Record set START
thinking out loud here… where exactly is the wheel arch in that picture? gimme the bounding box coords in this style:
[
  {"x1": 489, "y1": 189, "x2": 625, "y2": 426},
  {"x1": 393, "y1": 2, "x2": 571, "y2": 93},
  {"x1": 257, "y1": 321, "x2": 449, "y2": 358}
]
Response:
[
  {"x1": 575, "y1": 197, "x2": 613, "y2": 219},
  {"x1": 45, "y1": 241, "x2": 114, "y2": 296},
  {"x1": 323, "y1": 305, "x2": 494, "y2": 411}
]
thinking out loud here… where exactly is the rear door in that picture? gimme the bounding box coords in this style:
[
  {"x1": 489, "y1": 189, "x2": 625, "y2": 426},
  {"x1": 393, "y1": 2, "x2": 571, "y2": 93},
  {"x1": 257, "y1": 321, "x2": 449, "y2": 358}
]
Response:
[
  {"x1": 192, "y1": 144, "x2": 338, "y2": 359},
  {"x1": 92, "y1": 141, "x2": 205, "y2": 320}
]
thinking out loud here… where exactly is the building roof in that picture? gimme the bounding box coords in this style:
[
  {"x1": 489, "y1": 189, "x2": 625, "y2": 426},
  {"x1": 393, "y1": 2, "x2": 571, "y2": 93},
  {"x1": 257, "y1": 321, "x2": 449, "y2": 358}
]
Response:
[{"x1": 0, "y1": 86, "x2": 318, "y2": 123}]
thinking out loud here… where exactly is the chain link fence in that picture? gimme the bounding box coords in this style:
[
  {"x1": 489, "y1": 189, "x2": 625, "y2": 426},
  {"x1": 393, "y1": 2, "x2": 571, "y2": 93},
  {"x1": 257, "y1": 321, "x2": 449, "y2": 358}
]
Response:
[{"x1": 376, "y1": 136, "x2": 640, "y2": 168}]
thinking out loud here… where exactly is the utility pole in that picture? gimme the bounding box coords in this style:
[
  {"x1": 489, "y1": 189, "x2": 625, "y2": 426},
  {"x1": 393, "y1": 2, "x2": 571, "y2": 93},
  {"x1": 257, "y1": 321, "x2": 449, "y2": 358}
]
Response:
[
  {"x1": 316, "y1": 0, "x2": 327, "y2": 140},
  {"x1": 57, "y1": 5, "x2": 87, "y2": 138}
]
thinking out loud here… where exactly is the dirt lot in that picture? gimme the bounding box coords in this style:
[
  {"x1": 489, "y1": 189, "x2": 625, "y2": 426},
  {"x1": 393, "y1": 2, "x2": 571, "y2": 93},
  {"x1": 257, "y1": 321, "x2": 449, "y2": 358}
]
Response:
Record set END
= Required work =
Could you copy out all of the records above exactly?

= Solution for this task =
thinking out loud here… where exactly is the wheel arch in that picture? gimme the bounding box coords in this style:
[
  {"x1": 489, "y1": 189, "x2": 625, "y2": 426},
  {"x1": 393, "y1": 2, "x2": 571, "y2": 93},
  {"x1": 257, "y1": 321, "x2": 449, "y2": 358}
]
Response:
[
  {"x1": 575, "y1": 197, "x2": 613, "y2": 219},
  {"x1": 45, "y1": 241, "x2": 114, "y2": 296},
  {"x1": 323, "y1": 305, "x2": 494, "y2": 411}
]
thinking out loud here… where exactly is the rear door in that picture? gimme the bounding box coords in this style:
[
  {"x1": 489, "y1": 189, "x2": 625, "y2": 426},
  {"x1": 393, "y1": 2, "x2": 571, "y2": 93},
  {"x1": 257, "y1": 321, "x2": 449, "y2": 358}
]
Response:
[
  {"x1": 192, "y1": 144, "x2": 338, "y2": 359},
  {"x1": 92, "y1": 141, "x2": 205, "y2": 320}
]
thinking out loud here… where exactly is the building roof in that picture? gimme the bounding box coords in this style:
[
  {"x1": 489, "y1": 189, "x2": 625, "y2": 426},
  {"x1": 393, "y1": 2, "x2": 571, "y2": 93},
  {"x1": 257, "y1": 321, "x2": 449, "y2": 358}
]
Response:
[{"x1": 0, "y1": 86, "x2": 318, "y2": 123}]
thinking out loud here… where exactly is the chain link fence in that picture? gimme the bounding box coords in this style:
[
  {"x1": 489, "y1": 189, "x2": 625, "y2": 426},
  {"x1": 393, "y1": 2, "x2": 571, "y2": 93},
  {"x1": 257, "y1": 321, "x2": 449, "y2": 358}
]
Response:
[{"x1": 376, "y1": 136, "x2": 640, "y2": 168}]
thinking out loud here… where exactly is the utility pole in that picture? gimme the bounding box coords in this style:
[
  {"x1": 489, "y1": 189, "x2": 625, "y2": 426},
  {"x1": 393, "y1": 2, "x2": 571, "y2": 93},
  {"x1": 257, "y1": 321, "x2": 449, "y2": 358}
]
Response:
[
  {"x1": 316, "y1": 0, "x2": 327, "y2": 140},
  {"x1": 57, "y1": 5, "x2": 87, "y2": 138}
]
thinking out loud here… where exactly is the dirt lot in that picture? gimme the bounding box coords in this style:
[
  {"x1": 489, "y1": 189, "x2": 625, "y2": 426},
  {"x1": 393, "y1": 2, "x2": 571, "y2": 93},
  {"x1": 257, "y1": 321, "x2": 449, "y2": 358}
]
Response:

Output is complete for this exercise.